## [Stated goal 1]
In the records, begin at the line that contains "of the green" and stop after the final line of the records. Rewrite those lines as a Markdown table with the columns Row and Entry, numbering each row and leaving out blank lines.

## [Text segment]
%%

Elizabeth Berridge’s Rose Under Glass

rose under glass elizabeth berridge 41sGi6fFVxL._SX311_BO1,204,203,200_On a gloomy, rainy day like today (where are we, England?), I turn on all the lights and curl up with a cup of Earl Grey.  If I am not writing this blog, I am almost certainly reading one of my favorite authors.  It could be Charlotte Bronte, Barbara Pym, or Elizabeth Bowen.  It is unlikely to be Hemingway or Norman Mailer.  Yes, I am a fan of women’s fiction.

One of my new favorites is Elizabeth Berridge (1919-2009).  The characters in her superb novel, Rose Under Glass, are domestic but also adventurous as they try to find, or avoid love. Berridge is little-known in the U.S., and not very well-known in the UK.  Her obituary at The Guardian called her “a writer of rare distinction who deserved more recognition than she ever received.”

I discovered her work by chance on the lists of reprinted books at Faber Finds  and Persephone Books.  I recently read Rose Under Glass.  This beautifully-written, fascinating novel tells the story of several characters in 1950s London: at the center is 45-year-old Penelope Hinton, a widow whose husband Jamie, a famous artist, recently died.  He stepped off the curb in front of  a lorry while preoccupied with cricket (or perhaps football?) scores.  A fortuneteller had predicted his death to Penelope, and she very much resents that the woman “with a dusty bang and pale eyes” dared know the future.

%%

## [Stated goal 2]
Print the passage from the blog post about Rose Under Glass that begins at the words "Elizabeth Berridge’s Rose" and stops after the words "of women’s fiction.".

## [The input]
%%

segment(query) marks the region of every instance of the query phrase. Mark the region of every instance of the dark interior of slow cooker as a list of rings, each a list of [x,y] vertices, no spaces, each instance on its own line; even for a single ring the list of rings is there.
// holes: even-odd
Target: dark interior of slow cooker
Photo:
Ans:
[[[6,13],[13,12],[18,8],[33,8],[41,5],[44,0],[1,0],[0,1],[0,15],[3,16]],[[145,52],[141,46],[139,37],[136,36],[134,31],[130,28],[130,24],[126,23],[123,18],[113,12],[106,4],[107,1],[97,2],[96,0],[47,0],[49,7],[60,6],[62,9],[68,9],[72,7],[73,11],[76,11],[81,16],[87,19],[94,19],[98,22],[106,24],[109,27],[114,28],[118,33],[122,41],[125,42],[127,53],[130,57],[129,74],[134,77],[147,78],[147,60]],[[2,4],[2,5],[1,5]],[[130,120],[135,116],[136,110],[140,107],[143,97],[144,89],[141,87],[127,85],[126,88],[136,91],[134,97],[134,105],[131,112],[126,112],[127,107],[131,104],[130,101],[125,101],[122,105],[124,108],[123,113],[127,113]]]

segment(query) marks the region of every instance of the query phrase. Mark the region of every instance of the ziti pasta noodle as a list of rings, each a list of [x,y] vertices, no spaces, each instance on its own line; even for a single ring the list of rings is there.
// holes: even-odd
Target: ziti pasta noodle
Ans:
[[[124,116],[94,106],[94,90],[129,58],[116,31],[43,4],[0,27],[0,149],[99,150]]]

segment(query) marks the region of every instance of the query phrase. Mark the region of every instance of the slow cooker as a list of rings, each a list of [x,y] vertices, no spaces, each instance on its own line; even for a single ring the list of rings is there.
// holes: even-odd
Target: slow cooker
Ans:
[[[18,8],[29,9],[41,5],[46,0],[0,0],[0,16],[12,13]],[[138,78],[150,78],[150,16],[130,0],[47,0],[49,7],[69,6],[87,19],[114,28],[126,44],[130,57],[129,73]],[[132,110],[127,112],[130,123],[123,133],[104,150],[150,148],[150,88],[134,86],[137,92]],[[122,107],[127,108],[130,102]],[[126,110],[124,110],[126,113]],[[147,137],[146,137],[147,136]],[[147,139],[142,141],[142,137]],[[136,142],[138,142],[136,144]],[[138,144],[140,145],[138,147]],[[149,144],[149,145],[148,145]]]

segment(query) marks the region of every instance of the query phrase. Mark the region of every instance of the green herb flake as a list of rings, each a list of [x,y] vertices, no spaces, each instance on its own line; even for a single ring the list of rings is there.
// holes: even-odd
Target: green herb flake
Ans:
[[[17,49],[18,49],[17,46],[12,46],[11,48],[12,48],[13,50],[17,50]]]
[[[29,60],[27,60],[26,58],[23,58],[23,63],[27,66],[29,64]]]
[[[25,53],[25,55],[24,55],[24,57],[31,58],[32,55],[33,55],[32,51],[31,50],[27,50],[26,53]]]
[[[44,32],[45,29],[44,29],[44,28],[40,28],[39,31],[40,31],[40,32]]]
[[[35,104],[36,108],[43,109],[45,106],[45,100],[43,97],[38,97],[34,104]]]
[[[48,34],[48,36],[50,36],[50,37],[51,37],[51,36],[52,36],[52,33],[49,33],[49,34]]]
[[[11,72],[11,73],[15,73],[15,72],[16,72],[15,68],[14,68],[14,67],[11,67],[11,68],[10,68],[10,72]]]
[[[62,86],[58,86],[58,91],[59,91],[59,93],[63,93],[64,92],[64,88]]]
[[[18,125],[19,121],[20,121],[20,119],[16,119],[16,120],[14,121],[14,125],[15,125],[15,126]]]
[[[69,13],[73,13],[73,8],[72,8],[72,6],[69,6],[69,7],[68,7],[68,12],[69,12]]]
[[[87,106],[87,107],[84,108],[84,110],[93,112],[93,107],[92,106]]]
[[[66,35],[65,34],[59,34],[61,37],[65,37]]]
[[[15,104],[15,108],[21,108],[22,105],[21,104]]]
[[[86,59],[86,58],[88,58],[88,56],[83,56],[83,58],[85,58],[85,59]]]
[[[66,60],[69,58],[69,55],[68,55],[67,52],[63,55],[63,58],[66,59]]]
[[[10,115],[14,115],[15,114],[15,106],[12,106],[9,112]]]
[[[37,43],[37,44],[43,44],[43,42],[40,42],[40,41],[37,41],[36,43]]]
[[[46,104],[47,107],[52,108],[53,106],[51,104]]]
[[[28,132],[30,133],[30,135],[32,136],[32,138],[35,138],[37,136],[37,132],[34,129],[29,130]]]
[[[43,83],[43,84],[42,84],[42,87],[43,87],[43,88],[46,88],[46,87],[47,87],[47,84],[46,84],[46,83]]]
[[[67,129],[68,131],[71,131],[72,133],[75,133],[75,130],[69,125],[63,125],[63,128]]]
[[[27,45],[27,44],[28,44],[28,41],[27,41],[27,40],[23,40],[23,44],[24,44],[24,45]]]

%%

## [Final answer 1]
| Row | Entry |
|---|---|
| 1 | segment(query) marks the region of every instance of the query phrase. Mark the region of every instance of the green herb flake as a list of rings, each a list of [x,y] vertices, no spaces, each instance on its own line; even for a single ring the list of rings is there. |
| 2 | // holes: even-odd |
| 3 | Target: green herb flake |
| 4 | Ans: |
| 5 | [[[17,49],[18,49],[17,46],[12,46],[11,48],[12,48],[13,50],[17,50]]] |
| 6 | [[[29,60],[27,60],[26,58],[23,58],[23,63],[27,66],[29,64]]] |
| 7 | [[[25,53],[25,55],[24,55],[24,57],[31,58],[32,55],[33,55],[32,51],[31,50],[27,50],[26,53]]] |
| 8 | [[[44,32],[45,29],[44,29],[44,28],[40,28],[39,31],[40,31],[40,32]]] |
| 9 | [[[35,104],[36,108],[43,109],[45,106],[45,100],[43,97],[38,97],[34,104]]] |
| 10 | [[[48,34],[48,36],[50,36],[50,37],[51,37],[51,36],[52,36],[52,33],[49,33],[49,34]]] |
| 11 | [[[11,72],[11,73],[15,73],[15,72],[16,72],[15,68],[14,68],[14,67],[11,67],[11,68],[10,68],[10,72]]] |
| 12 | [[[62,86],[58,86],[58,91],[59,91],[59,93],[63,93],[64,92],[64,88]]] |
| 13 | [[[18,125],[19,121],[20,121],[20,119],[16,119],[16,120],[14,121],[14,125],[15,125],[15,126]]] |
| 14 | [[[69,13],[73,13],[73,8],[72,8],[72,6],[69,6],[69,7],[68,7],[68,12],[69,12]]] |
| 15 | [[[87,106],[87,107],[84,108],[84,110],[93,112],[93,107],[92,106]]] |
| 16 | [[[66,35],[65,34],[59,34],[61,37],[65,37]]] |
| 17 | [[[15,104],[15,108],[21,108],[22,105],[21,104]]] |
| 18 | [[[86,59],[86,58],[88,58],[88,56],[83,56],[83,58],[85,58],[85,59]]] |
| 19 | [[[66,60],[69,58],[69,55],[68,55],[67,52],[63,55],[63,58],[66,59]]] |
| 20 | [[[10,115],[14,115],[15,114],[15,106],[12,106],[9,112]]] |
| 21 | [[[37,43],[37,44],[43,44],[43,42],[40,42],[40,41],[37,41],[36,43]]] |
| 22 | [[[46,104],[47,107],[52,108],[53,106],[51,104]]] |
| 23 | [[[28,132],[30,133],[30,135],[32,136],[32,138],[35,138],[37,136],[37,132],[34,129],[29,130]]] |
| 24 | [[[43,83],[43,84],[42,84],[42,87],[43,87],[43,88],[46,88],[46,87],[47,87],[47,84],[46,84],[46,83]]] |
| 25 | [[[67,129],[68,131],[71,131],[72,133],[75,133],[75,130],[69,125],[63,125],[63,128]]] |
| 26 | [[[27,45],[27,44],[28,44],[28,41],[27,41],[27,40],[23,40],[23,44],[24,44],[24,45]]] |

## [Final answer 2]
Elizabeth Berridge’s Rose Under Glass

rose under glass elizabeth berridge 41sGi6fFVxL._SX311_BO1,204,203,200_On a gloomy, rainy day like today (where are we, England?), I turn on all the lights and curl up with a cup of Earl Grey.  If I am not writing this blog, I am almost certainly reading one of my favorite authors.  It could be Charlotte Bronte, Barbara Pym, or Elizabeth Bowen.  It is unlikely to be Hemingway or Norman Mailer.  Yes, I am a fan of women’s fiction.